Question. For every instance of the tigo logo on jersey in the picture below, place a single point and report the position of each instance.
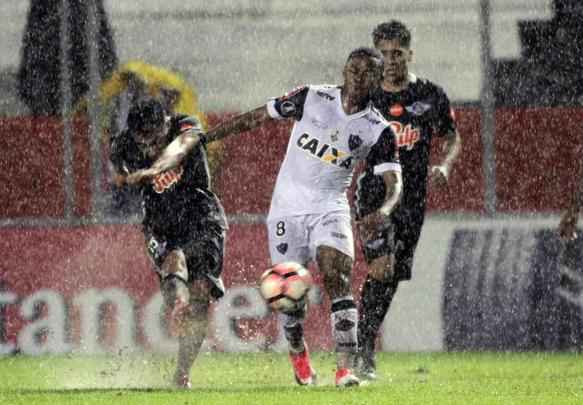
(396, 110)
(164, 181)
(407, 136)
(323, 151)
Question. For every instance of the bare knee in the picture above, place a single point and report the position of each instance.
(382, 268)
(336, 269)
(175, 264)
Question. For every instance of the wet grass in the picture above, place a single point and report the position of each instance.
(265, 378)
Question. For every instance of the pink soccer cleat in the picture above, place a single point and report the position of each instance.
(345, 378)
(303, 371)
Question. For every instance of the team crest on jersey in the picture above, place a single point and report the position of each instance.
(407, 136)
(323, 151)
(334, 135)
(288, 108)
(396, 110)
(418, 108)
(164, 181)
(354, 142)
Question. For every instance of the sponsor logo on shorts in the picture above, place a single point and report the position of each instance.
(325, 96)
(344, 325)
(338, 235)
(164, 181)
(329, 222)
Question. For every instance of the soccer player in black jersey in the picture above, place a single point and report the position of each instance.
(417, 110)
(184, 223)
(309, 218)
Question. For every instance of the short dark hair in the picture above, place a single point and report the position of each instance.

───

Written task: Repeat the material above verbatim. Leave the pictures behind.

Solution below:
Question. For every instance of the tigo logo on jersey in the picture below, place a single point and report the position of each instance.
(396, 110)
(164, 181)
(407, 136)
(323, 151)
Question. For every instance of the bare knee in the picture above, place a single point and report the position of each instance.
(382, 268)
(336, 269)
(175, 264)
Question. For every instance of the wet grass in the picture above, place a single point and report the position of each instance.
(265, 378)
Question. For every instance of the pink soccer cleat in the picture above, place a single point and report the position of each instance.
(345, 378)
(303, 371)
Question. For every instance of the team crest on jersey in the picture above, place a single point and report the position of each instance.
(407, 136)
(323, 151)
(334, 135)
(288, 108)
(396, 110)
(418, 108)
(164, 181)
(354, 142)
Question. For every instance of the sponsor logo on shorts in the picture above, place a single point and report the position of each instance.
(325, 96)
(344, 325)
(338, 235)
(164, 181)
(329, 222)
Question. For every instance of the soccer player in black jersey in the picture above, place a single point and report the position of each instance.
(417, 110)
(184, 223)
(309, 218)
Question. For every instance of the short dark hair in the picture above, place a single point and report the position of each instance.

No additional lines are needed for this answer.